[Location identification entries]
────────────────────

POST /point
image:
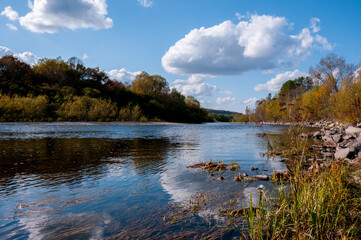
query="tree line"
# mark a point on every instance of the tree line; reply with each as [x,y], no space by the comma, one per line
[58,90]
[332,91]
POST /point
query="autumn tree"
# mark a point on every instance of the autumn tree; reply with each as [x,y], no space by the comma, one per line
[149,84]
[333,71]
[16,77]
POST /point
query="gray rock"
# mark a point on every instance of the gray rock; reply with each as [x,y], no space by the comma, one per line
[326,154]
[346,137]
[303,135]
[342,153]
[261,177]
[353,131]
[337,138]
[316,135]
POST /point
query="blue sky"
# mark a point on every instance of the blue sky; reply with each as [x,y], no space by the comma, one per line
[222,52]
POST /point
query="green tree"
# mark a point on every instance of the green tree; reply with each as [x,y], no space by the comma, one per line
[152,85]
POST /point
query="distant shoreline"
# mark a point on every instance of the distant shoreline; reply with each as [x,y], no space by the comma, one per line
[65,123]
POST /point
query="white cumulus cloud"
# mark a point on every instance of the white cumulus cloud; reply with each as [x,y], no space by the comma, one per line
[226,100]
[50,16]
[276,83]
[315,24]
[259,43]
[10,13]
[11,26]
[251,101]
[146,3]
[197,89]
[26,57]
[122,75]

────────────────────

● Task instructions: Go through the listing above and quote it exactly, apart from its images.

● Finished answer:
POST /point
image:
query="tree line"
# mark a point on every instance of the tree line; reply with each as [x,y], no space by the comma, one per line
[58,90]
[332,91]
POST /point
query="autumn tree"
# mark a point on every instance of the autumn tree; reply with each as [x,y], no space by the comma, one per line
[149,84]
[333,71]
[16,77]
POST /point
query="gray rock"
# mark a point on every instance of the gray rock; reply with each as [x,y], no space by the comma, one per line
[326,154]
[346,137]
[303,135]
[342,153]
[261,177]
[353,131]
[337,138]
[316,135]
POST /point
query="blue sky"
# mark a point on every instance of the blue sky; reply with each as [x,y], no space by the comma, one per line
[222,52]
POST /point
query="green tree"
# mark a point on every instance of the green tree; reply with each as [x,y], no space by the comma, one per line
[152,85]
POST /point
query="distant shoreline"
# mark a point on every instance of the distant shoreline; reply with each as [x,y], no space by the comma, one per line
[65,123]
POST /point
query="white cumulus cloud"
# mark a point on every instance of the white cumulus cloud; reply with each as [x,y], no space by the comma, one per line
[226,100]
[50,16]
[276,83]
[315,24]
[259,43]
[10,13]
[11,26]
[251,101]
[146,3]
[197,89]
[26,57]
[122,75]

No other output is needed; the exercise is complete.